Collect every line of the entries below that contains the string "blue", matching its case exactly.

--- Begin Data provided ---

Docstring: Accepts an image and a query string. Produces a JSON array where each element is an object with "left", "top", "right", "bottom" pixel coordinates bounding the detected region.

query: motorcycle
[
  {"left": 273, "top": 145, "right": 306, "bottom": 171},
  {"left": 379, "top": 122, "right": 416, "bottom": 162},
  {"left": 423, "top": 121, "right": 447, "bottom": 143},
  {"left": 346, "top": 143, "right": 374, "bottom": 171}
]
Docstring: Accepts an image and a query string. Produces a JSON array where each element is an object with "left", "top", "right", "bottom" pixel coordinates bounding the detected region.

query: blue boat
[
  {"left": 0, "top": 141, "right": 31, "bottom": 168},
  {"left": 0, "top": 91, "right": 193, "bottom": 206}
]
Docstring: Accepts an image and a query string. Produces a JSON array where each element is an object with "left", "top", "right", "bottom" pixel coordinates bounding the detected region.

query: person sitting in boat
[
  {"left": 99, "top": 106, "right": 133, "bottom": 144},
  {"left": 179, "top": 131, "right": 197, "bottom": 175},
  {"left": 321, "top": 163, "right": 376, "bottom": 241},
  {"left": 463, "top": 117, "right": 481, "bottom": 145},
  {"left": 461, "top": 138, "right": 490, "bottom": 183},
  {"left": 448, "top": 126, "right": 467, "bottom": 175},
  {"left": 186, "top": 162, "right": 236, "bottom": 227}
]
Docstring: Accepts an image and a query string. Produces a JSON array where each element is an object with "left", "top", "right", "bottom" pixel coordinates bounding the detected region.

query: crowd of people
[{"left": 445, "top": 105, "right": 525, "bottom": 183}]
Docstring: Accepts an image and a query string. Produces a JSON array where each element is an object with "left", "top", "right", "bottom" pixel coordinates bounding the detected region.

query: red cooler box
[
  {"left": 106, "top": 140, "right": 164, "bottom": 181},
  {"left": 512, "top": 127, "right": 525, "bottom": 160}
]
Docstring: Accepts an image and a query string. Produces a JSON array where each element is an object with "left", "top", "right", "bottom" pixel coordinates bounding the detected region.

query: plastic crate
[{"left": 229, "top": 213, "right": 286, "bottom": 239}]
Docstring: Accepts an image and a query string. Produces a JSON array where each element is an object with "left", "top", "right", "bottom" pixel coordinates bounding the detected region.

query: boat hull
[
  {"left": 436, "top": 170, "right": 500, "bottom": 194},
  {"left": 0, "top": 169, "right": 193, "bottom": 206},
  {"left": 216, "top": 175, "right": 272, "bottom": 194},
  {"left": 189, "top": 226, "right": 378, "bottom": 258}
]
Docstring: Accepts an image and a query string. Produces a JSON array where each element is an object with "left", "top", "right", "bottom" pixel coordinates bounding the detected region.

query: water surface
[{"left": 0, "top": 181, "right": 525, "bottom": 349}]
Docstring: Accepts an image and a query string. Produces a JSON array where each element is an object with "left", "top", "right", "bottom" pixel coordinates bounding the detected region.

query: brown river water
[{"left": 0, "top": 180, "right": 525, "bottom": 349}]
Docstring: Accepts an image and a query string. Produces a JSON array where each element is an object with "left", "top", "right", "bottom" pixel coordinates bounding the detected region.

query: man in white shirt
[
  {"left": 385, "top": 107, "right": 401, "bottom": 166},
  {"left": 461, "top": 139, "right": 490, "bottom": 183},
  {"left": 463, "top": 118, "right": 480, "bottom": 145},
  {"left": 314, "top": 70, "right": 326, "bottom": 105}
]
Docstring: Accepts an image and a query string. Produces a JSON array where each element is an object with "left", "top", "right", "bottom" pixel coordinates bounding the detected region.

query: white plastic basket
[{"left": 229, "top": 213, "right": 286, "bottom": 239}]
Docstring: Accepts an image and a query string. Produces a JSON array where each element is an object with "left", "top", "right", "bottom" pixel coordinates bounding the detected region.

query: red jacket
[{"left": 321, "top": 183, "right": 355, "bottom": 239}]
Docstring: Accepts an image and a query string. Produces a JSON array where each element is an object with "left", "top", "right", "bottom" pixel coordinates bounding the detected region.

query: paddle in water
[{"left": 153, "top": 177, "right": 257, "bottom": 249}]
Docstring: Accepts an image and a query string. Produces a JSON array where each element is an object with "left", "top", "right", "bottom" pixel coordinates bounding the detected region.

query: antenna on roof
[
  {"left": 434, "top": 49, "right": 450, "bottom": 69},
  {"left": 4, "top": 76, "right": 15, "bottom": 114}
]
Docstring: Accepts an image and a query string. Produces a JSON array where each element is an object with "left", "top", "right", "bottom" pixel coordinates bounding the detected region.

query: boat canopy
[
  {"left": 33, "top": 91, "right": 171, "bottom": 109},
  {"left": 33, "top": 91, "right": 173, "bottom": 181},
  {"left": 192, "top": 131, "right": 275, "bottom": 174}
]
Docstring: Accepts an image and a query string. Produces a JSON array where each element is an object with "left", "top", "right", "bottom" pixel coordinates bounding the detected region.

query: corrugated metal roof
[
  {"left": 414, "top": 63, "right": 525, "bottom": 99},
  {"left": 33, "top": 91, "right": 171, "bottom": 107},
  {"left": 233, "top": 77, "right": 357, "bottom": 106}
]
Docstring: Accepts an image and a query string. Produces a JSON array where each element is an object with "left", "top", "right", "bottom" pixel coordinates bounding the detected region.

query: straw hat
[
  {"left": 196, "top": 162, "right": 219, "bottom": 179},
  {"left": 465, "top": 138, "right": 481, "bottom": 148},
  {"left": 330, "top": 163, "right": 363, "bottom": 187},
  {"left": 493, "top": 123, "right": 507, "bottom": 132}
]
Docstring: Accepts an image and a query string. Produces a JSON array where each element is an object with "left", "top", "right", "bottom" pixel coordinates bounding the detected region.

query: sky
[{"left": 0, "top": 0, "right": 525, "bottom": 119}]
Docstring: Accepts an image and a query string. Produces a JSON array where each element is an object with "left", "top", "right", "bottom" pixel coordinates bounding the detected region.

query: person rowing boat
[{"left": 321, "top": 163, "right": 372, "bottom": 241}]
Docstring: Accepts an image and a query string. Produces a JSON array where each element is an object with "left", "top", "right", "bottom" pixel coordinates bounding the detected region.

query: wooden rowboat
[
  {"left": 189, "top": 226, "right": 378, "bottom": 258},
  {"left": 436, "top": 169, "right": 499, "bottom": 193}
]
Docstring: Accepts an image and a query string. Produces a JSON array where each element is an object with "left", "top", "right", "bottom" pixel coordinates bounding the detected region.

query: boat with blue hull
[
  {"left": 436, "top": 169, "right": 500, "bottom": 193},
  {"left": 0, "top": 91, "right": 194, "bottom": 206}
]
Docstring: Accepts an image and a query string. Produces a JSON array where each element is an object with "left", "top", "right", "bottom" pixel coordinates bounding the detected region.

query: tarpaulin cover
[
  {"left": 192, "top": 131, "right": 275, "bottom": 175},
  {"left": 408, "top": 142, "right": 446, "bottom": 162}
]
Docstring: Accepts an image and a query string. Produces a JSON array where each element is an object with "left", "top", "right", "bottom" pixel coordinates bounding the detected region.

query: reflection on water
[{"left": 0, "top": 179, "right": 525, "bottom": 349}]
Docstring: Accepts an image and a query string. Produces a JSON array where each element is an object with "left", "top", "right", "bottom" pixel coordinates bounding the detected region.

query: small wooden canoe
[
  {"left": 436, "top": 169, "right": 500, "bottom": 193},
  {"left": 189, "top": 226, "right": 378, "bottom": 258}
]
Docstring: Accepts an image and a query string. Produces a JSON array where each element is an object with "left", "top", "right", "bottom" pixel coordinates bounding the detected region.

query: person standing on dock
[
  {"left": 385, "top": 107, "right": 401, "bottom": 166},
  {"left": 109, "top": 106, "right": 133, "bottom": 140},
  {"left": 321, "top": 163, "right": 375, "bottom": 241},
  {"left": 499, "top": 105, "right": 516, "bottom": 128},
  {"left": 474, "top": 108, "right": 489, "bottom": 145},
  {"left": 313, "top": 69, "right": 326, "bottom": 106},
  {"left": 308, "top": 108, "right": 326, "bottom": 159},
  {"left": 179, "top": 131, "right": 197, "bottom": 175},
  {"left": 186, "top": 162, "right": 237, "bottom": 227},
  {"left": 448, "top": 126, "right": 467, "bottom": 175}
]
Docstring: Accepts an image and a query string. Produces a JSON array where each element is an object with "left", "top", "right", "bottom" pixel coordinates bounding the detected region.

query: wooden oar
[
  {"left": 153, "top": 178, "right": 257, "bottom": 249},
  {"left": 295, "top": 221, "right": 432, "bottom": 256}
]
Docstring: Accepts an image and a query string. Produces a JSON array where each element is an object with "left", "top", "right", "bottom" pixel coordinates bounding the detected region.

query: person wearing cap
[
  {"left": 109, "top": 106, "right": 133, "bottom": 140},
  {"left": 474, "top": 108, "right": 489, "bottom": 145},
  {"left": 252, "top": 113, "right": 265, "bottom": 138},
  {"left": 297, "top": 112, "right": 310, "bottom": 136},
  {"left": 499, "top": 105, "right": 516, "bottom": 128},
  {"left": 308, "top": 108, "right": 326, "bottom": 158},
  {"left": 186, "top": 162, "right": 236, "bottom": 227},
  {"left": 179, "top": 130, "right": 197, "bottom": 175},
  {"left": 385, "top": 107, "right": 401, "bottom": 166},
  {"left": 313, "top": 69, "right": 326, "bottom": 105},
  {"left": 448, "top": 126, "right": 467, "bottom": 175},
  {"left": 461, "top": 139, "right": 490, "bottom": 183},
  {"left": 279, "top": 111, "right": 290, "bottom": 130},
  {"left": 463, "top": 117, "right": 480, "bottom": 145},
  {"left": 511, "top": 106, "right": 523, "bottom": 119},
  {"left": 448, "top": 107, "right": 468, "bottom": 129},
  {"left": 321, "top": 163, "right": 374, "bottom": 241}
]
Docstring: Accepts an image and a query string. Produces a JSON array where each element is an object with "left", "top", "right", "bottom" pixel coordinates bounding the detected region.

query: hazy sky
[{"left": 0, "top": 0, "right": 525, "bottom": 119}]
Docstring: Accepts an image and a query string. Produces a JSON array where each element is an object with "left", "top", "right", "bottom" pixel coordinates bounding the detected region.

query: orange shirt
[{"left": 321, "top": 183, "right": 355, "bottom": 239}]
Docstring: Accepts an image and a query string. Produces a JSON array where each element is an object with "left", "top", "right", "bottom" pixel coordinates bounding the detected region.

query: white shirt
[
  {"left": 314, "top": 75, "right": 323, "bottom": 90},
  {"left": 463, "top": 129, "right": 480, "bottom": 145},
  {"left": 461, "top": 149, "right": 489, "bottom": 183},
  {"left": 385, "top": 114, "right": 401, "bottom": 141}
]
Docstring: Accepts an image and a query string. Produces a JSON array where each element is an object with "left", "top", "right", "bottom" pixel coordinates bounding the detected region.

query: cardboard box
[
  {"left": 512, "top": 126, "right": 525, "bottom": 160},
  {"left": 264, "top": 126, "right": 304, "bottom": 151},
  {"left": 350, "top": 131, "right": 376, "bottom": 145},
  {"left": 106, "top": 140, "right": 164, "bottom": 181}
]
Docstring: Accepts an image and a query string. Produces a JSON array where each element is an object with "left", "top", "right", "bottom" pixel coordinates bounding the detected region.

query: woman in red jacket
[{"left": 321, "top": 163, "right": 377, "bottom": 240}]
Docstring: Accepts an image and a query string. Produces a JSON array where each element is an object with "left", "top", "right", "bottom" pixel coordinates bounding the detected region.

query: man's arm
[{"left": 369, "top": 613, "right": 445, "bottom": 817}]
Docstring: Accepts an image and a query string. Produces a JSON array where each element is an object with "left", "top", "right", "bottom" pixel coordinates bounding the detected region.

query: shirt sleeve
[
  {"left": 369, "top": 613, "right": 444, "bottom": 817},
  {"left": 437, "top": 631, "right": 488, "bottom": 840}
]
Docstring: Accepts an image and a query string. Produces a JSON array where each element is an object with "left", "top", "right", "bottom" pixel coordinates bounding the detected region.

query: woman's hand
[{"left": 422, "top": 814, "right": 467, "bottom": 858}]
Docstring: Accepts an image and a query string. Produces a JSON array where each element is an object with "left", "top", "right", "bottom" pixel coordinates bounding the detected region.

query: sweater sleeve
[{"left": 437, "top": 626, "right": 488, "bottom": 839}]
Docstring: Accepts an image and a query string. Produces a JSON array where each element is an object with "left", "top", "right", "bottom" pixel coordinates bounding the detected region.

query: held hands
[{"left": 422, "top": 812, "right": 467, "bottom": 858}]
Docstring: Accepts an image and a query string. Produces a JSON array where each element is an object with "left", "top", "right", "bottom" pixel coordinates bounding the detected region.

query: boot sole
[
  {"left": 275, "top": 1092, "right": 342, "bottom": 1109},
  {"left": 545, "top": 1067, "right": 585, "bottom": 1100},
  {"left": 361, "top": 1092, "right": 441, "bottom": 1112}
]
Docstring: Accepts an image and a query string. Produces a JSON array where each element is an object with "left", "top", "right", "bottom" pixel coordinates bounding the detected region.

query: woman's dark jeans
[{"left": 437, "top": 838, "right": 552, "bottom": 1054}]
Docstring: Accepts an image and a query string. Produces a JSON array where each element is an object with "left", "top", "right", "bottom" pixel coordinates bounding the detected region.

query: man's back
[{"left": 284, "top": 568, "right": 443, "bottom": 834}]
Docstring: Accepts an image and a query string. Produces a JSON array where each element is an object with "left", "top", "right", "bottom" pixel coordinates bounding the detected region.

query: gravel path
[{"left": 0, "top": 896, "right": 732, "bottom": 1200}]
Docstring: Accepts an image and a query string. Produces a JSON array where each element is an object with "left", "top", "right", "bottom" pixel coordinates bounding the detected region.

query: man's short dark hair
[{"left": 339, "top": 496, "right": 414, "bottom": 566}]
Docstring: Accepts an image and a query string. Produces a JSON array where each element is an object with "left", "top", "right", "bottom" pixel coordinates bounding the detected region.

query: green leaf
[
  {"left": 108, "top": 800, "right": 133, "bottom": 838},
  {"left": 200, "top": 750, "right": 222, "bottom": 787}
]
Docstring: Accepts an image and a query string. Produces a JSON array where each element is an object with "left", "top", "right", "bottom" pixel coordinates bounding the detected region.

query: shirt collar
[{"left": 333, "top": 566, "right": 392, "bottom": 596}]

--- End Data provided ---

Final result =>
query: blue boat
query: boat with blue hull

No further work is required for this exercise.